Passage:
As long as there are dumplings swimming in delicious broth, it's dumpling soup! This soup recipe starts with carrot, green onion, garlic, and ground ginger sautéed in a combination of vegetable oil and nutty sesame oil. Super flavorful miso is whisked into chicken or vegetable broth for a pleasantly salty, creamy soup base. Finally frozen dumplings, a weeknight hero, are added to the broth. The dumpling wrappers get tender so quickly in the broth that before you know it, it’s time to stir in some spinach and soy sauce and get out some bowls!
Is dumpling soup healthy?
Filled with simple ingredients like spinach, carrots, and broth, it's full of vegetables and nutrients. Depending on the dumplings you choose, they'll likely provide some protein, too!
What's the difference between potstickers and dumplings?

Collection entries:
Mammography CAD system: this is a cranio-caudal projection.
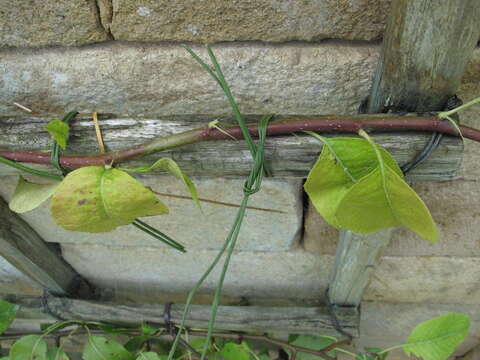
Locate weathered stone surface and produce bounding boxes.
[304,180,480,257]
[363,256,480,304]
[111,0,390,42]
[62,244,332,301]
[0,257,43,295]
[62,244,480,304]
[0,42,378,115]
[0,176,303,252]
[356,298,480,360]
[304,62,480,257]
[0,0,109,48]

List of tasks:
a) Please update the dumpling soup passage from "Filled with simple" up to and including "some protein, too!", swapping "nutrients" for "vitamins".
b) Answer these questions using the dumpling soup passage:
(i) Which two oils are the vegetables sautéed in?
(ii) What is whisked into the broth to make the soup base?
(iii) Which three ingredients are named as making the soup full of vegetables and nutrients?

Responses for each task:
a)
Filled with simple ingredients like spinach, carrots, and broth, it's full of vegetables and vitamins. Depending on the dumplings you choose, they'll likely provide some protein, too!

b)
(i) Vegetable oil and sesame oil.
(ii) Miso.
(iii) Spinach, carrots, and broth.